» EXERCISE
Each entry below should be written out exactly as it is, with no pictures.

» Image object location entries
>> START

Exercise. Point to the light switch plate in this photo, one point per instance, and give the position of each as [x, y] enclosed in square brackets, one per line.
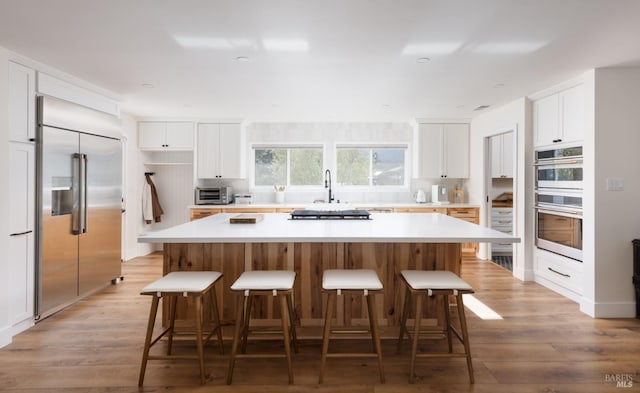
[615, 184]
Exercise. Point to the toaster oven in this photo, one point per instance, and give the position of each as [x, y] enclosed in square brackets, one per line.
[214, 195]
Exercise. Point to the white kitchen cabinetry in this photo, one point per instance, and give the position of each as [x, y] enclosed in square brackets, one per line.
[21, 103]
[21, 264]
[502, 220]
[219, 151]
[563, 275]
[164, 136]
[444, 150]
[559, 118]
[502, 155]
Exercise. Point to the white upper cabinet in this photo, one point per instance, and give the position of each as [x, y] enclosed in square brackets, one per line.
[559, 118]
[22, 103]
[444, 151]
[502, 155]
[219, 151]
[157, 135]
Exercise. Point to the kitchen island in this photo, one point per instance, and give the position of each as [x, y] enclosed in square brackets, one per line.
[386, 243]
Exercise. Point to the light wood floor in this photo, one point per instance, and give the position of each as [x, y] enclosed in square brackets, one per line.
[543, 344]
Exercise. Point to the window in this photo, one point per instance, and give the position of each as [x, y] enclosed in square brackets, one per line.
[290, 166]
[371, 166]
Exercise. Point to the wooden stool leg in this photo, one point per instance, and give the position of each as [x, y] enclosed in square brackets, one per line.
[216, 319]
[326, 334]
[447, 321]
[236, 338]
[292, 322]
[285, 333]
[172, 321]
[465, 335]
[147, 342]
[416, 335]
[403, 319]
[375, 334]
[198, 320]
[248, 303]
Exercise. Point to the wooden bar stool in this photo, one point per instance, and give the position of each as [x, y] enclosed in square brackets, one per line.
[187, 284]
[440, 284]
[264, 283]
[336, 281]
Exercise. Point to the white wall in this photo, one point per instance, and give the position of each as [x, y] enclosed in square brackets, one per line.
[616, 215]
[513, 116]
[5, 327]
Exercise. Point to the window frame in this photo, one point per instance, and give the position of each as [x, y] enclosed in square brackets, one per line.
[288, 146]
[374, 145]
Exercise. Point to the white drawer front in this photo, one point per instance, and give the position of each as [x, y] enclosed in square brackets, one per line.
[562, 271]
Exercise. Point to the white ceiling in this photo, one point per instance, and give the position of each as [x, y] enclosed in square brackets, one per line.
[322, 60]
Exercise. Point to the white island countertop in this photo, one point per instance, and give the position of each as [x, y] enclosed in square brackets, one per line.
[381, 228]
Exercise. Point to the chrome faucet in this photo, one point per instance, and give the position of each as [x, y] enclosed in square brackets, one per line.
[327, 184]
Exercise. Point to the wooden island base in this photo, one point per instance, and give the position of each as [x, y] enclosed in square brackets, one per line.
[309, 260]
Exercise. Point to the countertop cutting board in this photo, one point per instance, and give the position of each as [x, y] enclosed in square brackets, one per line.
[246, 218]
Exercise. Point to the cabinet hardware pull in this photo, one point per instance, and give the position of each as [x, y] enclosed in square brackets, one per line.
[557, 272]
[21, 233]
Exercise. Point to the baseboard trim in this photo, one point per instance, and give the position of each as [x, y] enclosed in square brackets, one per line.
[608, 309]
[5, 336]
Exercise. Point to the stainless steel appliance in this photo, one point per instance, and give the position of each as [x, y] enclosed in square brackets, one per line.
[559, 168]
[559, 222]
[439, 194]
[79, 203]
[214, 195]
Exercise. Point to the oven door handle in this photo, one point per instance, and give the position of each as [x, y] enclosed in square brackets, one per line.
[559, 212]
[557, 162]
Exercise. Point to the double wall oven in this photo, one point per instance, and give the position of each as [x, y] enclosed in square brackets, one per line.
[558, 204]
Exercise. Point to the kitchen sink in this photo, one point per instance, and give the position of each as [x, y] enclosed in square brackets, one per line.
[349, 214]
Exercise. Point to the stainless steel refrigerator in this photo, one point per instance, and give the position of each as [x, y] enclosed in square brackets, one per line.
[79, 203]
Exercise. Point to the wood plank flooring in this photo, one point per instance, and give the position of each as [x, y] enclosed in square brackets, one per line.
[542, 344]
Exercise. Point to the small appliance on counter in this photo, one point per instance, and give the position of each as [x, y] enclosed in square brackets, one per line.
[243, 199]
[439, 194]
[214, 195]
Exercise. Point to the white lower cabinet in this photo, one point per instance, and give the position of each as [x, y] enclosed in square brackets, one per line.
[561, 274]
[502, 220]
[21, 264]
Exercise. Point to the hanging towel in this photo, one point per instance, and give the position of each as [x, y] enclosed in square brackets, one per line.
[151, 209]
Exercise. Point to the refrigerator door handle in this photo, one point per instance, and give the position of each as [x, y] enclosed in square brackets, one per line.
[77, 212]
[83, 193]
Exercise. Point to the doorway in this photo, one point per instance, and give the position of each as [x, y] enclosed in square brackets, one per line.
[500, 181]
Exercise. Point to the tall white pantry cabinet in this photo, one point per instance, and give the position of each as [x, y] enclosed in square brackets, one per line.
[21, 196]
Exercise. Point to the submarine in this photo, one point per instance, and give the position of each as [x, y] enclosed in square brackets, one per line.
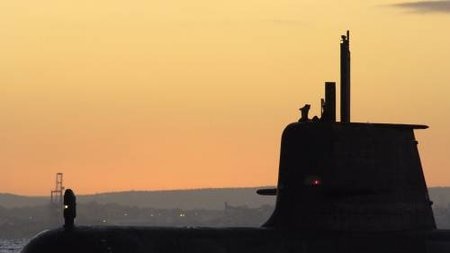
[343, 187]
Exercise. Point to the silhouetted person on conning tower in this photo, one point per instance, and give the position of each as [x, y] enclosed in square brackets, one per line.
[70, 209]
[304, 110]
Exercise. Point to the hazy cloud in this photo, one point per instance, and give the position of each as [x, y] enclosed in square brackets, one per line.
[442, 6]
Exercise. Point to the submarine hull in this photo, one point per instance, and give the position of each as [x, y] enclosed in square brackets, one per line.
[157, 239]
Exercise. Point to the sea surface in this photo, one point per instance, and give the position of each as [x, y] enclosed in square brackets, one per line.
[12, 246]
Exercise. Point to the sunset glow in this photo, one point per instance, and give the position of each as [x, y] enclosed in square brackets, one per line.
[147, 95]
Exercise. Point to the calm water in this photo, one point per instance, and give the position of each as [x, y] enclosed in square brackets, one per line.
[12, 246]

>> END

» COMPLETE RESPONSE
Exercise. Point to the light switch plate in this photo, one point per instance, and give the position of each as [x, y] enclosed in square brackets, one per line.
[615, 184]
Exercise. Point to the toaster oven in this photo, one point per instance, and give the position of each as [x, y] enclosed in square brackets, one per line.
[214, 195]
Exercise. Point to the white kitchen cabinetry in this photo, one point per instance, and give the position of each as [x, y] enclosed in square brackets, one per line.
[21, 103]
[21, 264]
[502, 220]
[219, 151]
[563, 275]
[164, 136]
[444, 150]
[559, 118]
[502, 155]
Exercise. Point to the white upper cabinet in this photo, one point per instance, and give the position of each as [x, y] enclosed in square brackets, one per line.
[559, 118]
[22, 103]
[444, 151]
[502, 155]
[219, 151]
[157, 135]
Exercise. Point to the kitchen island in this photo, one point per instance, and give the position of each as [x, y] enclosed in square brackets, one per line.
[386, 243]
Exercise. Point to the light wood floor in this photo, one point per instance, and give the position of each as [x, y] enclosed in square brackets, one per line.
[543, 344]
Exercise. Point to the window in this photo, one point per instance, and give the position of each as [x, y] enclosed in square brackets, one per line.
[290, 166]
[371, 166]
Exercise. Point to the wooden stool leg in this photo, one point per instance, and give the position of each as [x, y] enclosed in square brackets, one per line.
[216, 319]
[326, 334]
[447, 321]
[236, 338]
[292, 322]
[285, 333]
[172, 321]
[465, 335]
[147, 342]
[416, 335]
[403, 319]
[375, 334]
[198, 320]
[248, 303]
Exercise. Point to the wooden bar stool in this photo, one point per instance, and give the position of each as [x, y] enclosed in square brackets, one per line.
[187, 284]
[440, 284]
[264, 283]
[336, 281]
Exercise. Point to the white wall in this photo, one point per instance, and give the position of each as [x, y] enclosed in square brackets, one per line.
[616, 215]
[513, 116]
[5, 327]
Exercise. Point to the window frame in this photo, one point per instance, and give the position of each as [x, y] enclosed in square brackets, one per line.
[288, 146]
[374, 145]
Exercise. Point to the white drawer front in this photo, one point per instance, and give the position of each as [x, y] enclosed in square brackets, one per line.
[562, 271]
Exercise. Point to the white ceiling in this photo, one point per instance, and give the position of each as [x, y] enclosed in square brackets, one per line.
[322, 60]
Exercise. Point to the white island countertop in this photo, one point per instance, and give the position of each as [x, y] enclosed in square brackets, one per line.
[381, 228]
Exercise. Point to the chrome faucet in this photo, one point per instance, and give the position of each as [x, y] enclosed in square brackets, one per line.
[327, 184]
Exercise. Point to the wooden island base in this photo, one point per instance, and give the position of each as [x, y] enclosed in square brackets, one per line.
[309, 260]
Exercise. Point to the countertop cutting board in this photo, one point per instance, and give the position of each as [x, y] enclosed in square brackets, one per line.
[246, 218]
Exercise. Point to the cabinet hardware pull in this photo, one point per instance, and give the position of each as [x, y] enclosed in square brackets, one per line.
[557, 272]
[21, 233]
Exercise. Point to the baseboard trim in this photo, one point per instance, and give the position of each as [x, y] enclosed in square brackets, one per line.
[608, 309]
[5, 336]
Exercise. Point to the stainless steel appliance in this photo, one point per instance, and give the position of each as [x, y] enclosed in square brackets, one per line.
[559, 168]
[559, 222]
[439, 194]
[79, 203]
[214, 195]
Exercise. Point to the oven door handle in this photo, one point per instance, and give the position of each as [x, y] enclosed in square brackets, one per line.
[559, 212]
[557, 162]
Exercise. Point to the double wall oven in this photo, one point per instance, and give the position of each as [x, y] enclosed in square brackets, one per line.
[558, 204]
Exercise. Point to the kitchen sink in this photo, one point per instance, and give the position of each as [x, y] enclosed in square brackets, one per line.
[349, 214]
Exercise. Point to the stainless steel refrigerator in this photo, one point per instance, and give the position of each as [x, y] enclosed in square brackets, one per line.
[79, 203]
Exercise. Point to the wood plank flooring in this photo, one point per instance, and give the position of each as [x, y] enclosed in square brackets, one per line.
[542, 344]
Exercise. Point to the small appliance on counter in this photo, one point per instance, and give the position of each as [x, y] enclosed in square brackets, one per line.
[243, 199]
[439, 194]
[214, 195]
Exercise. Point to the white lower cabinet in this photo, one point per instance, and give the position of each as [x, y] enclosed in square brackets, one per line.
[561, 274]
[502, 220]
[21, 264]
Exercise. Point to the hanging towel in this photo, one point per instance, and give the position of each as [x, y] enclosed in square brackets, one per line.
[151, 209]
Exercise. Point to the refrigerator door handle in this photo, one point per instance, and give the position of each as [x, y] enclosed in square brackets, one per line.
[77, 212]
[83, 193]
Exercise. Point to the doorway in this photo, one point per instance, and give the position of each as [x, y] enclosed in square brackets, one per line.
[500, 181]
Exercise. Point to the tall white pantry cabinet in this photo, one point per instance, and give the position of each as [x, y] enclosed in square brackets, one per line.
[21, 196]
Exercise. Point to the submarine in this photo, one point per instance, and give the position of each as [x, y] enclosed in square brackets, one per line.
[343, 187]
Exercise. Point to the silhouetted person on conning tower in this photo, one point per instance, and give the position of each as [x, y] enclosed in square brackets, one per line.
[70, 209]
[304, 110]
Exercise. Point to the hazy cloud in this photo, one point per instance, and give the position of each as [x, y] enclosed in square brackets, one per line.
[442, 6]
Exercise. Point to the submarine hull in this photo, one point per instance, and give the position of each as [x, y] enclosed in square brackets, one per line.
[157, 239]
Exercise. Point to the sea surface in this photo, one point per instance, and give the position of each as [x, y] enclosed in square brackets, one per line.
[12, 246]
Exercise. Point to the sunset glow in this photo, one point per instance, and give the position of each as [x, y] enclosed in square brackets, one per line.
[147, 95]
Exercise. Point to the calm water in this photo, one point per instance, and give the position of each as [x, y] enclosed in square brackets, one per line.
[12, 246]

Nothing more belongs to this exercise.